(Referring expression pointing data)
=== Begin Enclosure ===

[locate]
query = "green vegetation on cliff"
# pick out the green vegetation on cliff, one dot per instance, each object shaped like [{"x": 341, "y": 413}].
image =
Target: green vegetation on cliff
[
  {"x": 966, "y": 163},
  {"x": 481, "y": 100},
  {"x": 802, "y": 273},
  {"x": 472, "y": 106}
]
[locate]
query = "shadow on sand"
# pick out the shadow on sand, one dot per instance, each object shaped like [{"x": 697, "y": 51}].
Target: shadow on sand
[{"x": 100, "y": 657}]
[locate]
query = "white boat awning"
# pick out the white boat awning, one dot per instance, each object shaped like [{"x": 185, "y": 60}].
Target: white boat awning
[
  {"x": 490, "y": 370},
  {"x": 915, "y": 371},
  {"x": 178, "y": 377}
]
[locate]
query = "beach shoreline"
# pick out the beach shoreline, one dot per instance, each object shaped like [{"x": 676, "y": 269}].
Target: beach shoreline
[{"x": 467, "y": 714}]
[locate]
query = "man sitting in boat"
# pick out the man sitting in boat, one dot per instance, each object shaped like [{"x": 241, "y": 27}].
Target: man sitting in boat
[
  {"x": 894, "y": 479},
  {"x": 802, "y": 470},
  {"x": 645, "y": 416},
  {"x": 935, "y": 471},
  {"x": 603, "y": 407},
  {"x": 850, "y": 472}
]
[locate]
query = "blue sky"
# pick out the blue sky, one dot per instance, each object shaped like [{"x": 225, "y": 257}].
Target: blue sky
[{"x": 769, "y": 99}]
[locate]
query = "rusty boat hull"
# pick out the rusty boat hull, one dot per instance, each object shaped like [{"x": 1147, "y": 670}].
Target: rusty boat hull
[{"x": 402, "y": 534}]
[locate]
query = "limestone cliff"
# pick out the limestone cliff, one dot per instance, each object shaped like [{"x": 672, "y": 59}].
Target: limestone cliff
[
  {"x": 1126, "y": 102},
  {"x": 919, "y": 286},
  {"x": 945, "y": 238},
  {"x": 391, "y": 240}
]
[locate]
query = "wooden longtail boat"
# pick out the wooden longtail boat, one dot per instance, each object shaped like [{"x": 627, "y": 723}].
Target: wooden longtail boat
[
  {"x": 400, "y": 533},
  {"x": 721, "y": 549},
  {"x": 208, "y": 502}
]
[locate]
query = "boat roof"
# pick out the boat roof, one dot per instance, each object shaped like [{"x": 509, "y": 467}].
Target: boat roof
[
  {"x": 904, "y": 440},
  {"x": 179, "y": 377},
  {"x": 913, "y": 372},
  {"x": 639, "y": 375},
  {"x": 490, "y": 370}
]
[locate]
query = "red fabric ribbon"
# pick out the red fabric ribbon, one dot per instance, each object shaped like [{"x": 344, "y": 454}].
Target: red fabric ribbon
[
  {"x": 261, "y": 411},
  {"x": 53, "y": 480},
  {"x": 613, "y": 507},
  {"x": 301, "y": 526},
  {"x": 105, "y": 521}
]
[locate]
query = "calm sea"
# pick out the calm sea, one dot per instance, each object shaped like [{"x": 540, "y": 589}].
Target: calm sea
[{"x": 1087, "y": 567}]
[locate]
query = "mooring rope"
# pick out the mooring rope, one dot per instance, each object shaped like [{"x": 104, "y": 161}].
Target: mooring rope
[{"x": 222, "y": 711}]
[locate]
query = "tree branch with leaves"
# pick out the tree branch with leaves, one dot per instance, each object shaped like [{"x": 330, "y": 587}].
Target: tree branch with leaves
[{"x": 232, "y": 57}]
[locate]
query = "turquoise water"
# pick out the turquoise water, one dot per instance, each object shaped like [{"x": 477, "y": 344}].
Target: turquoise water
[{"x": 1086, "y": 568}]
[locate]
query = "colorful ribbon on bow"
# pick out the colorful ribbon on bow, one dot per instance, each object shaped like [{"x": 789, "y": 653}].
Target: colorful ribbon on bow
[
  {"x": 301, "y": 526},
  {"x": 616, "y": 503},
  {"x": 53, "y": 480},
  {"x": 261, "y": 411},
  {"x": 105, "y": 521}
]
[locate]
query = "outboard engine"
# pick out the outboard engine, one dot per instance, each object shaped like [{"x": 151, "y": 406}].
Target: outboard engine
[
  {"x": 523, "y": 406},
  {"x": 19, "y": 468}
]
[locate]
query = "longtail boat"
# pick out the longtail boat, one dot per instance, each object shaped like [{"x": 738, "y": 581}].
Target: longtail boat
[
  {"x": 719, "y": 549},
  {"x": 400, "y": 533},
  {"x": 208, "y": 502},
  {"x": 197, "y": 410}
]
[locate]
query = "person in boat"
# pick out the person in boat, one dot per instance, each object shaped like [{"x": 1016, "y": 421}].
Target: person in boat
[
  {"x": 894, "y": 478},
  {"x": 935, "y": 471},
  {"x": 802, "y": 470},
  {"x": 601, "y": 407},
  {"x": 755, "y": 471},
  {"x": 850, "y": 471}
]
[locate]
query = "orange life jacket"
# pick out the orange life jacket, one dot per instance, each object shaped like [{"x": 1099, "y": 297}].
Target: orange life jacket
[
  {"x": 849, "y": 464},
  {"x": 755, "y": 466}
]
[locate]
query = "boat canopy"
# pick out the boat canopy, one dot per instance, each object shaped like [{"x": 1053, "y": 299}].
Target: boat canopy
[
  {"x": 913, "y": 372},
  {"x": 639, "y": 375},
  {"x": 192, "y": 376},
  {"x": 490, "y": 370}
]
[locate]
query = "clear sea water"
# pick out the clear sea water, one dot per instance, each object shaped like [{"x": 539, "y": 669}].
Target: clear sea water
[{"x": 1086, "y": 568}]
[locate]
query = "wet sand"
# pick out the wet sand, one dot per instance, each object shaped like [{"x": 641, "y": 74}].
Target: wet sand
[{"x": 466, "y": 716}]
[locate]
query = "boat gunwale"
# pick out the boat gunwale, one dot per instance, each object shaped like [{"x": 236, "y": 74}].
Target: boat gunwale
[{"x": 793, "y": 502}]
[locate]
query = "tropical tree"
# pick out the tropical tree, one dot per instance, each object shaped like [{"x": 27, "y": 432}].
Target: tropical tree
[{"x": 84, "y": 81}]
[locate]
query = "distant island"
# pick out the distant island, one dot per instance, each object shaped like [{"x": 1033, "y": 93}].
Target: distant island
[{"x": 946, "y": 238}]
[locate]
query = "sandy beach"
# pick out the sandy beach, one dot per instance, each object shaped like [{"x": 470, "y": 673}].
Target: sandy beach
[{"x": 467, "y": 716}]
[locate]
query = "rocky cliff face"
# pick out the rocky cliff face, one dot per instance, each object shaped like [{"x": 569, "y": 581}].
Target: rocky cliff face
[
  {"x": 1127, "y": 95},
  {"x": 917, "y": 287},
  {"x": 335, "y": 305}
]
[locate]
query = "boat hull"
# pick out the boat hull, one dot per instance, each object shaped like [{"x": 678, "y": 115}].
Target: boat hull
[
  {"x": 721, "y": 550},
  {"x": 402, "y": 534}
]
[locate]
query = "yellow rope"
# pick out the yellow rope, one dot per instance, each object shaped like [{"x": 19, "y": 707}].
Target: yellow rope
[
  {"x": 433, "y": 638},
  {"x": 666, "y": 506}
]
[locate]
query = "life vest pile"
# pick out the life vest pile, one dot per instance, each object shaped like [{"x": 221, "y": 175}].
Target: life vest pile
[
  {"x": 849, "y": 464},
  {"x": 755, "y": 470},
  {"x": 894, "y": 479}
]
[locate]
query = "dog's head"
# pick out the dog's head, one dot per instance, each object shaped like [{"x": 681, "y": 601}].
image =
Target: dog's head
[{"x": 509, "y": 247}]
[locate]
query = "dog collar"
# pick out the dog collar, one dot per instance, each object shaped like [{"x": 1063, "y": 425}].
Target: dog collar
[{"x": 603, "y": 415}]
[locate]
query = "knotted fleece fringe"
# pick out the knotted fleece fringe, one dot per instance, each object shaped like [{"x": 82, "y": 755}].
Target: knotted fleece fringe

=== End Enclosure ===

• Exercise description
Copy every line of the records above that contains "fringe".

• Reply to the task
query = "knotted fleece fringe"
# pick out the knotted fleece fringe, one dot per instance, each object shaped like [{"x": 82, "y": 755}].
Target: knotted fleece fringe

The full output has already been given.